### Work order
Reproduce the entries in full, with no changes.

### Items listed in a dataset
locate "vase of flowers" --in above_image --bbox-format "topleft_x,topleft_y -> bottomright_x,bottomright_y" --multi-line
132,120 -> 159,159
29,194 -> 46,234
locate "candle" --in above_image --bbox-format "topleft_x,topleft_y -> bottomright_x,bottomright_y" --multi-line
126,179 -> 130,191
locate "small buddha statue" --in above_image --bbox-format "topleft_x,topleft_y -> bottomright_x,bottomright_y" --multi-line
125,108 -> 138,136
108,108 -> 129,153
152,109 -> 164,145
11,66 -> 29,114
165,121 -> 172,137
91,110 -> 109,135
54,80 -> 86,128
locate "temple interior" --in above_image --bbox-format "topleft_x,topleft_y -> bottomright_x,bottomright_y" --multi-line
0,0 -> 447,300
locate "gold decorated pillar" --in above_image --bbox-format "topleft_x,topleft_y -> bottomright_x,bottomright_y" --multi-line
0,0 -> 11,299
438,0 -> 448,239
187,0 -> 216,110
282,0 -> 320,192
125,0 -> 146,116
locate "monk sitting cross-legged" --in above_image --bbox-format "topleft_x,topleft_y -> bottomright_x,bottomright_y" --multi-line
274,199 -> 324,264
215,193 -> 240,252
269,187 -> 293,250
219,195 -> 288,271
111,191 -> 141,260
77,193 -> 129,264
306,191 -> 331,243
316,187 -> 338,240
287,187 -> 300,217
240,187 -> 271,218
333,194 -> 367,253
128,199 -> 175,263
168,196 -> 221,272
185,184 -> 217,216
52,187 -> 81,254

### Completed task
locate "vase of flowers" --in above_image --bbox-format "topleft_x,topleft_y -> bottomright_x,bottomright_y" --multi-line
132,120 -> 159,159
29,194 -> 46,234
locate "candle" --in above_image --bbox-format "topleft_x,topleft_y -> bottomright_x,bottomright_y" --multi-line
126,179 -> 130,191
locate "small buddha statue" --in above_image --bbox-format "topleft_x,topleft_y -> bottomright_x,bottomright_y" --multi-line
125,108 -> 138,136
108,108 -> 129,153
152,109 -> 164,145
11,66 -> 29,114
165,121 -> 172,137
91,110 -> 109,135
54,80 -> 86,128
locate "temple interior" --in above_image --bbox-format "topleft_x,topleft_y -> bottomright_x,bottomright_y" --multi-line
0,0 -> 447,300
locate "gold decorated pillar" --in above_image --bbox-format "topleft_x,topleft_y -> bottomright_x,bottomright_y" --multi-line
0,0 -> 11,299
438,0 -> 448,239
187,0 -> 216,110
282,0 -> 320,192
125,0 -> 146,116
locate "monk sitting cross-legged" --in above_image --bbox-format "topleft_x,topleft_y -> bottomright_x,bottomright_y" --multi-line
274,199 -> 324,264
215,193 -> 240,252
269,187 -> 293,250
219,195 -> 288,271
111,191 -> 141,260
77,193 -> 129,264
306,191 -> 331,243
316,187 -> 338,240
287,187 -> 300,217
240,187 -> 271,218
333,194 -> 367,253
128,199 -> 175,263
168,196 -> 221,272
185,184 -> 217,216
52,187 -> 81,254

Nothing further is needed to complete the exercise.